**Activity A:** Rewrite the passage of the Leash Pet Transportation article starting at "After researching the" and ending at "going to do.", switching "couple" to "pair".
**Activity B:** Resume the Leash Pet Transportation article, writing on from its last sentence.

**Text provided:**
'''
Leash Pet Transportation puts pets on the go

Omaha startup Leash Pet Transportation was founded on the idea that, much like people, pets have places to be.  Whether it’s a session with a groomer, a day at doggy day care, or a trip to the veterinarian or a boarding facility, pet ownership can mean more errands, making humans feel like bona fide pet…

Photo courtesy of Leash
Photo courtesy of Leash

Omaha startup Leash Pet Transportation was founded on the idea that, much like people, pets have places to be. 

Whether it’s a session with a groomer, a day at doggy day care, or a trip to the veterinarian or a boarding facility, pet ownership can mean more errands, making humans feel like bona fide pet taxis. 

Leash, founded by Marty and Kate Sampson, provides services to deliver your pet for you and cross a chore off your to-do list.

The Sampsons were handling a logistical nightmare one snowy day in 2018 when they came up with the idea for Leash. Kate was pregnant with their second child, the roads were bad for driving, and their dog, Wally, needed to get to his pet care facility. 

“Neither of us could take him,” said Marty, “and we thought, wouldn’t it be nice if somebody could come pick up our dog for us and take him to day care? We just kind of looked at each other like, huh, interesting idea.”  

After researching the market, the couple decided to get moving on the idea. Two years later, in March 2020, the Sampsons were ready to launch Leash.

“We were getting ready to really do a big marketing push in the Omaha market, and then COVID-19 hit,” said Marty. “We pulled back everything, and we kind of sat for about three months, trying to figure out what we were going to do.
'''
**Excerpted records:**
'''
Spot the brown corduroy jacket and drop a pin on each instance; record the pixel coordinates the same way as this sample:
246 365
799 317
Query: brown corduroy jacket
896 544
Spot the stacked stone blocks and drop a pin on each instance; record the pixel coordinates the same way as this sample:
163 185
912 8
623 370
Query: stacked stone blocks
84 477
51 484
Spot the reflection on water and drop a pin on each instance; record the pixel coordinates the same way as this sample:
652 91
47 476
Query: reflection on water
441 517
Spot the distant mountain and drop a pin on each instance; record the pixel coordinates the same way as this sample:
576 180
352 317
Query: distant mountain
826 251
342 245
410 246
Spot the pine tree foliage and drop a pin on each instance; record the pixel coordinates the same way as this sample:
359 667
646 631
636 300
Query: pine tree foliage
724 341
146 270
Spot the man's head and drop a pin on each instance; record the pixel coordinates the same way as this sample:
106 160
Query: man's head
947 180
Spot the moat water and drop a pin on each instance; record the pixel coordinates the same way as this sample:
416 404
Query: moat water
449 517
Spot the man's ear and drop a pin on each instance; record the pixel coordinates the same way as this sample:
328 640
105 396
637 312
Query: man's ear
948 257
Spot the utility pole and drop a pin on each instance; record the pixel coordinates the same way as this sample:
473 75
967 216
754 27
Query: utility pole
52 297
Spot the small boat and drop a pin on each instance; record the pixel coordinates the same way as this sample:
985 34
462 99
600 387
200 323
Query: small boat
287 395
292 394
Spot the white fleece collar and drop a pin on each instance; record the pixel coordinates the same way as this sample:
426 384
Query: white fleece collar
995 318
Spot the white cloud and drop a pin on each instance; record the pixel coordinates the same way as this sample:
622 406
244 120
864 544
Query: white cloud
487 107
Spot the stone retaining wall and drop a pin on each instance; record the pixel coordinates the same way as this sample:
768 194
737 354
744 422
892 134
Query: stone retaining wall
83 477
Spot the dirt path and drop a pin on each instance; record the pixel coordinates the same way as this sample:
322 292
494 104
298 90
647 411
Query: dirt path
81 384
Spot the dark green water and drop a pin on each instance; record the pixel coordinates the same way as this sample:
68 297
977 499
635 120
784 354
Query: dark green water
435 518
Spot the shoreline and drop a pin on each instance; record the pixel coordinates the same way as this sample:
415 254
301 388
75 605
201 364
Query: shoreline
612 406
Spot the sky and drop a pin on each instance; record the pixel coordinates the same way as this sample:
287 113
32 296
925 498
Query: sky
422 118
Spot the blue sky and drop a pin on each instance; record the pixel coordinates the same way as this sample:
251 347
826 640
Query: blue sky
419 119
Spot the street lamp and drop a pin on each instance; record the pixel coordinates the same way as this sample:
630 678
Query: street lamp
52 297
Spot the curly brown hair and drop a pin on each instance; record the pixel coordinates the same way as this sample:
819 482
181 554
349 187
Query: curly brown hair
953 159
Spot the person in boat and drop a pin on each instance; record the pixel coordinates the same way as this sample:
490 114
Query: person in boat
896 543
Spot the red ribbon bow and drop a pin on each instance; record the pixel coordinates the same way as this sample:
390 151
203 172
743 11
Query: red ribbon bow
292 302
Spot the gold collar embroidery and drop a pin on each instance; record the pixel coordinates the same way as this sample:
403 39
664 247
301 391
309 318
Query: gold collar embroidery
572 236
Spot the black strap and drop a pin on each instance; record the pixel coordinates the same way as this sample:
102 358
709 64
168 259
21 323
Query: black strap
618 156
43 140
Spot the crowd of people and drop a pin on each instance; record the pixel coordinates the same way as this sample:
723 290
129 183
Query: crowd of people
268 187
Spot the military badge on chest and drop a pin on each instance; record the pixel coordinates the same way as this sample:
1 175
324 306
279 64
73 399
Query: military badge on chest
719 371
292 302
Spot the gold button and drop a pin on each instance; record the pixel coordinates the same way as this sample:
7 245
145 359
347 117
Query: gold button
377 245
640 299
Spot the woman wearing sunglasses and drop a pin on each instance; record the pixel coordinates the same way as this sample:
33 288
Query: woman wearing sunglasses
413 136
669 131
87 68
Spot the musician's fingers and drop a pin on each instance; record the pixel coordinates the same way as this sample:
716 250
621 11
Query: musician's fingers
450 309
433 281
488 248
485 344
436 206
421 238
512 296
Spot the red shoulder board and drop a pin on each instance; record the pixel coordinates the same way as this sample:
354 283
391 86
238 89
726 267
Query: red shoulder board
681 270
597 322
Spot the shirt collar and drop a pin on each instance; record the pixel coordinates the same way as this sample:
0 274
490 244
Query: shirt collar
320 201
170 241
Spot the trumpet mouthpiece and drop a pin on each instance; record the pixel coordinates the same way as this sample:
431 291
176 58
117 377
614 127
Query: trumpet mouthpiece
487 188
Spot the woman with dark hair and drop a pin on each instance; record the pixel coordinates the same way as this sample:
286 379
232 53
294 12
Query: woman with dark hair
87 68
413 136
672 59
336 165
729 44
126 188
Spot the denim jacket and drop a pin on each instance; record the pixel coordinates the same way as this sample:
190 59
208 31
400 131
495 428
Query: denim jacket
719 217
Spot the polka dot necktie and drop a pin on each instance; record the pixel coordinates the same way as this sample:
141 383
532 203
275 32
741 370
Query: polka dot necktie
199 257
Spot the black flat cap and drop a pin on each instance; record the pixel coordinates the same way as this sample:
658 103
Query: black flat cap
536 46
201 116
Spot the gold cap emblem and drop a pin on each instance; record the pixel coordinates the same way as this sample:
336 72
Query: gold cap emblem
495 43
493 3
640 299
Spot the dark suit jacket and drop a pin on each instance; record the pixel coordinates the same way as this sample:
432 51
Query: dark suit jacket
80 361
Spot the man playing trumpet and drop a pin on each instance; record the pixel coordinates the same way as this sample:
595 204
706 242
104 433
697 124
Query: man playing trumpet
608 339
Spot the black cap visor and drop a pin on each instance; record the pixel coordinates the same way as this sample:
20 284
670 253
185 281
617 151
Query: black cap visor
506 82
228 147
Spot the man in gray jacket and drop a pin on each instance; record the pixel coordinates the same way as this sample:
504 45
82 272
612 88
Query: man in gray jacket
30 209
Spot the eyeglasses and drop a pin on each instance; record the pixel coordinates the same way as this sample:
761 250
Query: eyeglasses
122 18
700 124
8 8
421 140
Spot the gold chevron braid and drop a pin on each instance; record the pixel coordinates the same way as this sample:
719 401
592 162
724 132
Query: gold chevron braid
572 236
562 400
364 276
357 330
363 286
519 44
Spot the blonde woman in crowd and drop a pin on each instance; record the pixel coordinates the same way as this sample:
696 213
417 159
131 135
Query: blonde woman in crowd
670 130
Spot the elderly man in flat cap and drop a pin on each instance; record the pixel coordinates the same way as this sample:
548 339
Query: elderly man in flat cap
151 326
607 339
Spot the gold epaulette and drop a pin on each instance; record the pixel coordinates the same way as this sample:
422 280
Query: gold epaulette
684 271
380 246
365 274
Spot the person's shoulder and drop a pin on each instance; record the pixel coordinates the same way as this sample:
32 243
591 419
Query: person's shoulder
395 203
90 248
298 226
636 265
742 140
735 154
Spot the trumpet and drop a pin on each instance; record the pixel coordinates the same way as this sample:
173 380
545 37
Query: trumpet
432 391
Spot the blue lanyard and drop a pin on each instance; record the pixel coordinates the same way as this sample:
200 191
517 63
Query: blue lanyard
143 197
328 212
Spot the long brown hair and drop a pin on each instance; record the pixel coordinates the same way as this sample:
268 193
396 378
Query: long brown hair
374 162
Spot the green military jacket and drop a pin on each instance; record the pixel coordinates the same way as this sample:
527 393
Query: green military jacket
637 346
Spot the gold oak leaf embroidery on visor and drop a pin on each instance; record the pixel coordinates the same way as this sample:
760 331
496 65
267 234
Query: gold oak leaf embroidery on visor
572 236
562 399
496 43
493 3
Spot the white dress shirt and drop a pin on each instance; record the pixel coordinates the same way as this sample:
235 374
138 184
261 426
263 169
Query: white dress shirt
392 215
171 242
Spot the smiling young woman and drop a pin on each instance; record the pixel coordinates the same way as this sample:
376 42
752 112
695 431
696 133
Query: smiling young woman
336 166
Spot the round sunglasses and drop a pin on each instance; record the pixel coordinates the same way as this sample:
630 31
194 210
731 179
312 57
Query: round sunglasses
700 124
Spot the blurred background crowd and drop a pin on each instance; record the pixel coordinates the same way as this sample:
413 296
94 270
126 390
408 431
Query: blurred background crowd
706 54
'''
**Answer section A:**
After researching the market, the pair decided to get moving on the idea. Two years later, in March 2020, the Sampsons were ready to launch Leash.

“We were getting ready to really do a big marketing push in the Omaha market, and then COVID-19 hit,” said Marty. “We pulled back everything, and we kind of sat for about three months, trying to figure out what we were going to do.

**Answer section B:**
Not ones to waste time, the Sampsons took advantage of the postponement time to design a new website and establish partnerships with pet businesses that have been able to continue operations during the pandemic. A soft launch took place in late May 2020. 

“Starting a business in the pet industry during COVID has been a fun and interesting journey, to say the least,” said Marty, who’d wanted to start a pet business for some time before they came up with the pet concierge service idea.

According to Marty, the global COVID-19 pandemic has cut the pet industry both ways in terms of financial stability. On the one hand, pet adoptions have skyrocketed since March. On the other, businesses that serve such pet owners have financially stagnated. 

“The pet care businesses, the businesses that we serve, have been hit really really hard because people were staying home,” he said. “The veterinarians are back at basically pre-Covid levels of business, but anything that’s not as essential, like doggy day care, walkers, sitters, are still down anywhere from 30 to 50 percent.”

Marty and Kate plan to hire regular contract workers once their business grows, but for now they do all of the driving. This way, the duo can work through any major kinks themselves during early stages.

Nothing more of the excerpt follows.